• _What to produce_
Your answer should be the lines of the data below that contain "stone".

• _Information provided_
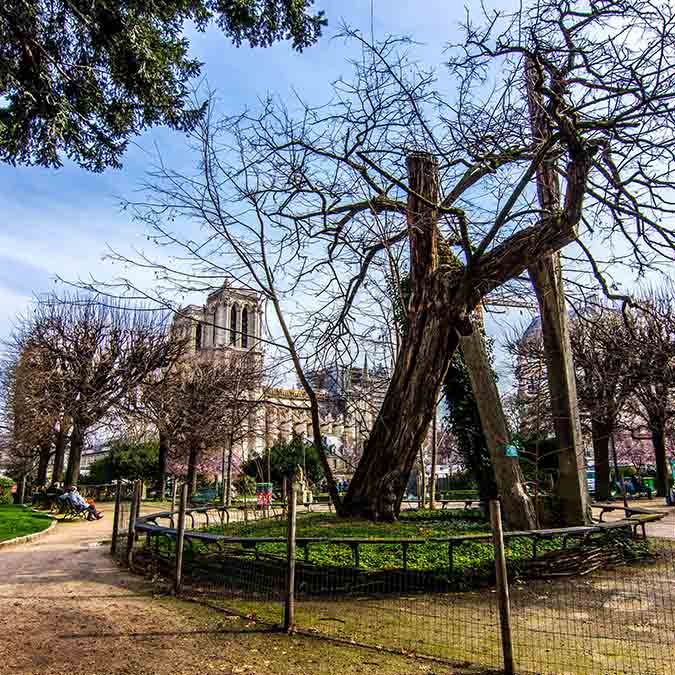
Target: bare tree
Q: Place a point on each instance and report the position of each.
(35, 410)
(311, 202)
(604, 369)
(101, 351)
(205, 403)
(653, 329)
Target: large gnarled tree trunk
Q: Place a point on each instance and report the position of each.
(546, 276)
(378, 485)
(433, 332)
(75, 454)
(437, 316)
(572, 490)
(162, 463)
(59, 453)
(518, 509)
(658, 430)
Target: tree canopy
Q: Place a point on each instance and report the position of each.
(284, 458)
(79, 78)
(126, 459)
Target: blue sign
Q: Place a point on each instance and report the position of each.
(511, 451)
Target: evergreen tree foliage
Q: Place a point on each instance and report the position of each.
(79, 77)
(127, 460)
(284, 459)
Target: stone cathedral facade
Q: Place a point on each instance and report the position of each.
(350, 398)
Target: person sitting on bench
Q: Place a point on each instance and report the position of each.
(78, 502)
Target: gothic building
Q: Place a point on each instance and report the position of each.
(350, 398)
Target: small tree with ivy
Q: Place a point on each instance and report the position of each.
(281, 462)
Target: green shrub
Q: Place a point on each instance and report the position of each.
(6, 485)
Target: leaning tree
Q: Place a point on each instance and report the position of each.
(80, 78)
(393, 160)
(652, 327)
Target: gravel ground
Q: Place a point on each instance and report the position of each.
(66, 607)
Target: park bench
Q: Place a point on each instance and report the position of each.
(71, 512)
(468, 503)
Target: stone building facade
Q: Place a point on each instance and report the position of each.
(350, 398)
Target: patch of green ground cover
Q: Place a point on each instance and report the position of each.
(475, 557)
(17, 521)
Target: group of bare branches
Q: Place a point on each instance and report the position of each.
(314, 206)
(624, 360)
(80, 366)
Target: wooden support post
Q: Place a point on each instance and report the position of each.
(21, 490)
(131, 532)
(116, 517)
(180, 538)
(174, 491)
(289, 609)
(502, 585)
(434, 444)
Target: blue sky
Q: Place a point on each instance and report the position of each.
(59, 222)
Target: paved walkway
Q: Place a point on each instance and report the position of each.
(66, 608)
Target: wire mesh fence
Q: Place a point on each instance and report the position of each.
(594, 600)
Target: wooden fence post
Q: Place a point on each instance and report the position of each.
(137, 502)
(116, 517)
(502, 585)
(174, 491)
(131, 532)
(180, 538)
(289, 609)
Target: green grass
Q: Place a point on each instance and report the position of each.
(17, 521)
(472, 557)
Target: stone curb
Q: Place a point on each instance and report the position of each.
(28, 538)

• _Answer to this exercise_
Target: stone cathedral facade
Target: stone building facade
Target: stone curb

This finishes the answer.